● **INSTRUCTIONS TO FOLLOW**: The output should be all entries, each matching the original exactly.

SUPPLIED MATERIAL Block Start

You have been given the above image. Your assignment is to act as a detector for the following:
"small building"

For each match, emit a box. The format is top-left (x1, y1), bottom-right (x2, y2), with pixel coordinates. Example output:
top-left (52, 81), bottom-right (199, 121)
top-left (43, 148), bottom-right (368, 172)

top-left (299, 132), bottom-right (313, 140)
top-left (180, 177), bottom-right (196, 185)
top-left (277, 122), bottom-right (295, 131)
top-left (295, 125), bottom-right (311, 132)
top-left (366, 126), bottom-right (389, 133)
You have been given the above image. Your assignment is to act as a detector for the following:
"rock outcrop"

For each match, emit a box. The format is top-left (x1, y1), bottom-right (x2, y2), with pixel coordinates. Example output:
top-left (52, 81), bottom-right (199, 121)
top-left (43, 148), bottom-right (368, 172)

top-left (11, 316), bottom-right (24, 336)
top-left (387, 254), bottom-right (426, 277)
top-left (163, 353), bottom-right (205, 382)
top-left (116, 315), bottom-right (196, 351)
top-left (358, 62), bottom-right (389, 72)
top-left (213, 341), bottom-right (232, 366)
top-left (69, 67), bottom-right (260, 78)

SUPPLIED MATERIAL Block End

● **ANSWER FOR THE TASK**:
You have been given the above image. Your assignment is to act as a detector for the following:
"small building"

For each match, emit a box. The format is top-left (x1, y1), bottom-right (x2, y2), with pixel coordinates. Example output:
top-left (52, 81), bottom-right (199, 121)
top-left (43, 148), bottom-right (368, 172)

top-left (299, 132), bottom-right (313, 140)
top-left (180, 177), bottom-right (196, 185)
top-left (277, 122), bottom-right (295, 131)
top-left (295, 125), bottom-right (311, 132)
top-left (366, 126), bottom-right (389, 133)
You have been given the above image. Your assignment is to act as a detector for the following:
"rock outcrop"

For each match, emit a box. The format is top-left (x1, y1), bottom-right (x2, y2), with pixel coordinates. Example output:
top-left (52, 81), bottom-right (199, 121)
top-left (43, 148), bottom-right (368, 172)

top-left (11, 316), bottom-right (24, 336)
top-left (387, 254), bottom-right (426, 277)
top-left (163, 353), bottom-right (205, 382)
top-left (116, 315), bottom-right (196, 351)
top-left (358, 62), bottom-right (389, 72)
top-left (213, 341), bottom-right (232, 366)
top-left (69, 67), bottom-right (260, 78)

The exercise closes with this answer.